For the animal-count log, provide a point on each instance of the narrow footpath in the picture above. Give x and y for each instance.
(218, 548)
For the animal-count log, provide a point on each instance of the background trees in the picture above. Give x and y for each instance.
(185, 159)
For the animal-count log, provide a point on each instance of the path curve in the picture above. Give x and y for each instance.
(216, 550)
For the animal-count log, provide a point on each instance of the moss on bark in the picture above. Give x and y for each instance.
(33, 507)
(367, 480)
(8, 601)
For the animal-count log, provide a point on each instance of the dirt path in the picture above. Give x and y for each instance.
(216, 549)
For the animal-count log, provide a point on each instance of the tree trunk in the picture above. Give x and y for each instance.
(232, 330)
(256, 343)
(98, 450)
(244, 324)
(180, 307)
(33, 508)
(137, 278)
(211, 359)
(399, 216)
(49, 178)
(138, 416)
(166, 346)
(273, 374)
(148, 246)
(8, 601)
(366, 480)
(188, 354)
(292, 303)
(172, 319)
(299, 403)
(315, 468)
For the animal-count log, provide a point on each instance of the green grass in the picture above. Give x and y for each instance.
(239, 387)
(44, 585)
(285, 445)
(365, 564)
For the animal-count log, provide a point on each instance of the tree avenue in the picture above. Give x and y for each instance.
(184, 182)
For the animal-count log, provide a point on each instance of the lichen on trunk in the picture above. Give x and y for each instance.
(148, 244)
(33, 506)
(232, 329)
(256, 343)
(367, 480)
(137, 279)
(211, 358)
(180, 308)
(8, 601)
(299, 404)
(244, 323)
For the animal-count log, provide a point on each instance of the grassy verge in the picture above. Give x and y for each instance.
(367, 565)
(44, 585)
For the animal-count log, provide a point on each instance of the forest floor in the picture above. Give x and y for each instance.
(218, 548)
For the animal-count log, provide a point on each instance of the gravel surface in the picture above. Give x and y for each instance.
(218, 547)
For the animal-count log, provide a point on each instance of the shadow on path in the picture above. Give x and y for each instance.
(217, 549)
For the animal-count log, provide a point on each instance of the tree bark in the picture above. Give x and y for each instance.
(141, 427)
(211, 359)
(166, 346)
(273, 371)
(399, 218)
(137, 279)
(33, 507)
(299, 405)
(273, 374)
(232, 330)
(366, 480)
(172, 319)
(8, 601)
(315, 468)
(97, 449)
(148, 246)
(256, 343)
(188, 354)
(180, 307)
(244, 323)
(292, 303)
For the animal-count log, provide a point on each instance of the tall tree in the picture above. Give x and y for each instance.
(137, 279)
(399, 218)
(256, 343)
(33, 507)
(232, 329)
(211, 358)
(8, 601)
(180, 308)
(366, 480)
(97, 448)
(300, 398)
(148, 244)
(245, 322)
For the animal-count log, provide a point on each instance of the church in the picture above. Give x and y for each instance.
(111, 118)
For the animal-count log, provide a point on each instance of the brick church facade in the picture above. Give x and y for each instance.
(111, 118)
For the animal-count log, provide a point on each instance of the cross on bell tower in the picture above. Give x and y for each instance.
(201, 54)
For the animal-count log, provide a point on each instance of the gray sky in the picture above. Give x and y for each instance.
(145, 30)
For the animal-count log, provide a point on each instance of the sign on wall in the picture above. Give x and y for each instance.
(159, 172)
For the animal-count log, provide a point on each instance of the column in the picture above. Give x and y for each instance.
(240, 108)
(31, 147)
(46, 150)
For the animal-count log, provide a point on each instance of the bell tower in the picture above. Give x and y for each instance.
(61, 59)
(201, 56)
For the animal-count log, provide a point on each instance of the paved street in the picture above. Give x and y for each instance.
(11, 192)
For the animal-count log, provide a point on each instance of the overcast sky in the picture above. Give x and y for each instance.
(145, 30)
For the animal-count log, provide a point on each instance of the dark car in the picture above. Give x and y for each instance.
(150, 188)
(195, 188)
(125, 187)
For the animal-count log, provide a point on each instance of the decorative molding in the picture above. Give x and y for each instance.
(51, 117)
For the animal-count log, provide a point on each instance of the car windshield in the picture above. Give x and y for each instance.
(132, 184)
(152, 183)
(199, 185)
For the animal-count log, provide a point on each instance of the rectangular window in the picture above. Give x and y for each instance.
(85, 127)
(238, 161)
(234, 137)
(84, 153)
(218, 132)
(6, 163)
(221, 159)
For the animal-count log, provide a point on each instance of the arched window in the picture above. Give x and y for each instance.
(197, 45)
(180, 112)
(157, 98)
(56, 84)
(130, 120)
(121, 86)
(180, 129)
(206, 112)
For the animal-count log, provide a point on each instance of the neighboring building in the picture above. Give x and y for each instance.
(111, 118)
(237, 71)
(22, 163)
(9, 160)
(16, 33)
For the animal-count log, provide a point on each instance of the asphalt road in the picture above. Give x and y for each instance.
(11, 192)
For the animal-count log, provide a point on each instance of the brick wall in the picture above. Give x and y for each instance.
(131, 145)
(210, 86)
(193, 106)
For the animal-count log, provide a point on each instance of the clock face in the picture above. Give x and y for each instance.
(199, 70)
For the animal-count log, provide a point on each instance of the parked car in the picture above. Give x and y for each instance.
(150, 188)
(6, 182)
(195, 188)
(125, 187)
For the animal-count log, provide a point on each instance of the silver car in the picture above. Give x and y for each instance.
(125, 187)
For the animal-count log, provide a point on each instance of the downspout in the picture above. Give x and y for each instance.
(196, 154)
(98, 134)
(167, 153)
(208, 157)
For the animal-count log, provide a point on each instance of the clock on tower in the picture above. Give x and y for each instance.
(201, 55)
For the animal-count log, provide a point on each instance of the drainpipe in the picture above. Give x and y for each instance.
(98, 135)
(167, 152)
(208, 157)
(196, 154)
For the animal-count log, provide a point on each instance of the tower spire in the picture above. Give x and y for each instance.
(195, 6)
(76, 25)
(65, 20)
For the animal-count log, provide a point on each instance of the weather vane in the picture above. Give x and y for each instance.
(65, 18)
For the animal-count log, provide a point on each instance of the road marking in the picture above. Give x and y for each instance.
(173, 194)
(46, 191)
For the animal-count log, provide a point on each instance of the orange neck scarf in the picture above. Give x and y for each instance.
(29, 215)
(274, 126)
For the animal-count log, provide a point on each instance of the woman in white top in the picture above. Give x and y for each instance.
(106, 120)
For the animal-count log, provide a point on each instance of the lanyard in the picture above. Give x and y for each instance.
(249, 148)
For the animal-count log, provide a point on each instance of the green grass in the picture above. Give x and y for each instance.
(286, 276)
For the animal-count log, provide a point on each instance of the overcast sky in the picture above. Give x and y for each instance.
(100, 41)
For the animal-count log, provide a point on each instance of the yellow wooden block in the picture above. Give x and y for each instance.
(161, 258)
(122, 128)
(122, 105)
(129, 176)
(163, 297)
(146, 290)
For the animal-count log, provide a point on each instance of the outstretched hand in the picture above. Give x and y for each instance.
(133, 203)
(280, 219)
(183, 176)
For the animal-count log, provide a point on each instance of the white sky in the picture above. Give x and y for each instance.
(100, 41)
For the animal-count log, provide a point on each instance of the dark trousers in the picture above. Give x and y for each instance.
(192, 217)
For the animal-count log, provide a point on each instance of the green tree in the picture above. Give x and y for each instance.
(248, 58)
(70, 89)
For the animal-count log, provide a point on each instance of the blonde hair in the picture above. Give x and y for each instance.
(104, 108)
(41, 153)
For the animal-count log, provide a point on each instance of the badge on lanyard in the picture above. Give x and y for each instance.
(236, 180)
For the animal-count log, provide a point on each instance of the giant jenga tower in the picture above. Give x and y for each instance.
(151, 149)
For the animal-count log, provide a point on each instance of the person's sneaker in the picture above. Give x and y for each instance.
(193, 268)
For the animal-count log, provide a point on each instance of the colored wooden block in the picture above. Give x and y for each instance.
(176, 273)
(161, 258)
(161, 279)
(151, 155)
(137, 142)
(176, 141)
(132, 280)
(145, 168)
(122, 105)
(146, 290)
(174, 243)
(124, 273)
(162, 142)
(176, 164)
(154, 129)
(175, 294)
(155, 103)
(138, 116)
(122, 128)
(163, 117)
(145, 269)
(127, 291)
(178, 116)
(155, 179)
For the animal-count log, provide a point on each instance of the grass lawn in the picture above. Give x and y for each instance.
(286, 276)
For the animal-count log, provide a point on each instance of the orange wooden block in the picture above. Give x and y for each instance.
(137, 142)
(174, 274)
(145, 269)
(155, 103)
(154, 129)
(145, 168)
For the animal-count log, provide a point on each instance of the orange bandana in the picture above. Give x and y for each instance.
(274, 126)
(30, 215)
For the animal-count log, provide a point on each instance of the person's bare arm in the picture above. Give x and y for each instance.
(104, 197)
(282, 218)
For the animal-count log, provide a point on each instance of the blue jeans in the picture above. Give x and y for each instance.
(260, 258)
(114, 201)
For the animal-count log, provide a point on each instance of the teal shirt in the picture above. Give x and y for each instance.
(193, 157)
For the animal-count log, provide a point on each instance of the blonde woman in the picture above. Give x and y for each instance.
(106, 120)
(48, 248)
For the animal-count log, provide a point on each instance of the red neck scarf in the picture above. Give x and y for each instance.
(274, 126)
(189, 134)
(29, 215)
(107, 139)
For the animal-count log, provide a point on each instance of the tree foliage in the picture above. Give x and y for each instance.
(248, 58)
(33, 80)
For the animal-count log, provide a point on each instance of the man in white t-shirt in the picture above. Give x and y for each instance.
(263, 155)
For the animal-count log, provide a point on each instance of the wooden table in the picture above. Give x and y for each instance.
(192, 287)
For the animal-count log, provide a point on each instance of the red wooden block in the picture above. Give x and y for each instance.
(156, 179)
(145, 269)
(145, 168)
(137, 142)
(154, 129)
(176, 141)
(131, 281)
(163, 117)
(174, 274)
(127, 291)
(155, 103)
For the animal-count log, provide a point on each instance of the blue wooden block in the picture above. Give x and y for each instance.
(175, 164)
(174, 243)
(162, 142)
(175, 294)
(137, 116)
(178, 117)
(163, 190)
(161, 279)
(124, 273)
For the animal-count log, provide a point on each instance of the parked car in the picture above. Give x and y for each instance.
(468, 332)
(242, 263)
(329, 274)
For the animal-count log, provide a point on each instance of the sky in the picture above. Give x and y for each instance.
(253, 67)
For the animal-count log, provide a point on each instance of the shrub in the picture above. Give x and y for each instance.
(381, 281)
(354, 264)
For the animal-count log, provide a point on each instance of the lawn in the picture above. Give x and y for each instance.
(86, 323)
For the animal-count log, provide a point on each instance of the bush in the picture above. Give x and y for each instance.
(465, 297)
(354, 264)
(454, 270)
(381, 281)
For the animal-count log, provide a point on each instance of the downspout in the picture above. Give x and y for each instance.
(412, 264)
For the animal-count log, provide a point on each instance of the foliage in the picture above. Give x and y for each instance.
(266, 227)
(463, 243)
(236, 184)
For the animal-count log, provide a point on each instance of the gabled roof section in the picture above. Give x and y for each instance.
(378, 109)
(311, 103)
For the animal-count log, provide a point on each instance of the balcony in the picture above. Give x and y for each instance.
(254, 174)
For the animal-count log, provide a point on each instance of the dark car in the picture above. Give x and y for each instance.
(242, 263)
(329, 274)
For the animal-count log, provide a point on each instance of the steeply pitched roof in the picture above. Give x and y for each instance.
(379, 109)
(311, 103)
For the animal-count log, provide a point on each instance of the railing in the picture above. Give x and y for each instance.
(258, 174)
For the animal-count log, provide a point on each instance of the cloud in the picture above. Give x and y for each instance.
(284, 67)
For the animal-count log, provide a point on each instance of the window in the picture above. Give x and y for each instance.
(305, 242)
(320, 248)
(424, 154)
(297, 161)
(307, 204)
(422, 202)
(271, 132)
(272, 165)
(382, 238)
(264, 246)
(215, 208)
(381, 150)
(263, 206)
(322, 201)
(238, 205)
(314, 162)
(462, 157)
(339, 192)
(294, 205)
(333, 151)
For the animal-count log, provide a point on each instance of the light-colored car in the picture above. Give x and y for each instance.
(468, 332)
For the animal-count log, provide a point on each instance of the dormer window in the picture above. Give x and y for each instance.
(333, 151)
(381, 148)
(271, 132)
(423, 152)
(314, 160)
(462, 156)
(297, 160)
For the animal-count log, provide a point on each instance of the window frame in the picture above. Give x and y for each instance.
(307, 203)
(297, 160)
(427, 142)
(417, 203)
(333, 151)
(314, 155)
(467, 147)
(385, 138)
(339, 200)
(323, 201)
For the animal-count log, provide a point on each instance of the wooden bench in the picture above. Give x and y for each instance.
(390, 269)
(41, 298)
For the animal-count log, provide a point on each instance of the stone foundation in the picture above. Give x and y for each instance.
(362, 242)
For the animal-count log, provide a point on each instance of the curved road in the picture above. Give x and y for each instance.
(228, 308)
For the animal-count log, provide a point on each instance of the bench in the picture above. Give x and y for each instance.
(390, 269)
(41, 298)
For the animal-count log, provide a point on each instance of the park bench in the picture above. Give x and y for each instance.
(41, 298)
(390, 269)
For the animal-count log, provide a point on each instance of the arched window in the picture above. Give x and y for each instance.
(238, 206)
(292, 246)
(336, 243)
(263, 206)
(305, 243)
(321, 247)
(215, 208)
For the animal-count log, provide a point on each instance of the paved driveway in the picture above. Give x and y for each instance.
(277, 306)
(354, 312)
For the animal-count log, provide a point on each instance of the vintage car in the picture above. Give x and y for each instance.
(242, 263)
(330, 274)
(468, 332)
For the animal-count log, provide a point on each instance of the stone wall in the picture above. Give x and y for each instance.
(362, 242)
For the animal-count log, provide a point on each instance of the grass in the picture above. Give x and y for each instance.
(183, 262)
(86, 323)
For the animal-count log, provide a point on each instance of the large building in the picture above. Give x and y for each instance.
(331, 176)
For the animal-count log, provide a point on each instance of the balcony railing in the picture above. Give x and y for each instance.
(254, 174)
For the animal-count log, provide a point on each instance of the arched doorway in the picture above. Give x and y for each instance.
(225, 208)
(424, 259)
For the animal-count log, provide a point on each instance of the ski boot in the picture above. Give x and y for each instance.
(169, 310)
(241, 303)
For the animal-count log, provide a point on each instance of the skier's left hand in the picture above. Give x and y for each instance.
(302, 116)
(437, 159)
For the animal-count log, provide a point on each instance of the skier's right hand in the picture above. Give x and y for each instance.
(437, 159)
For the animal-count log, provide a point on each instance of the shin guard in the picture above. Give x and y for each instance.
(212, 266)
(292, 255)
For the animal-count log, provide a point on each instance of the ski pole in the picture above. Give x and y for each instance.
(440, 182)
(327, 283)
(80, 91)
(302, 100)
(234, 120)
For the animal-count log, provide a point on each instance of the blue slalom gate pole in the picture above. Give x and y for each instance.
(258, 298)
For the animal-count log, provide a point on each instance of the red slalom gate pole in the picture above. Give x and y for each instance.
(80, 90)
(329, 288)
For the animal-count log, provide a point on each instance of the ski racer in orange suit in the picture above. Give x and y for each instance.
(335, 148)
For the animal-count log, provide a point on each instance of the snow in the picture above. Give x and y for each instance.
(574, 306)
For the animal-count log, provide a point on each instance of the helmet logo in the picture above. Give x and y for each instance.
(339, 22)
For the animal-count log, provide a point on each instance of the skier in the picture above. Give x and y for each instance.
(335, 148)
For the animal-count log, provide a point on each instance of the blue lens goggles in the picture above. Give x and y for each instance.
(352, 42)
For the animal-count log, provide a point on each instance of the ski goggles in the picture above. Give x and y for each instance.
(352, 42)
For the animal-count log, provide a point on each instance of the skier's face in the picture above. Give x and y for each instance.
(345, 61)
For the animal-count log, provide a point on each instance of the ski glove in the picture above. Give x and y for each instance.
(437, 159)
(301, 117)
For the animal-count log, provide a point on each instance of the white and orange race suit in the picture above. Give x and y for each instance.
· · · ·
TASK PROMPT: With the line that contains "the ski glove" as the starting point, output each line exactly through the end of the listing above.

ANSWER BOX:
For the animal-count log, provide a point on each instance of the ski glove in the picture above. Give x and y for each instance.
(437, 159)
(301, 117)
For the animal-count log, provide a point on each instance of the white and orange race suit in the picture above. Give x and y for each instance.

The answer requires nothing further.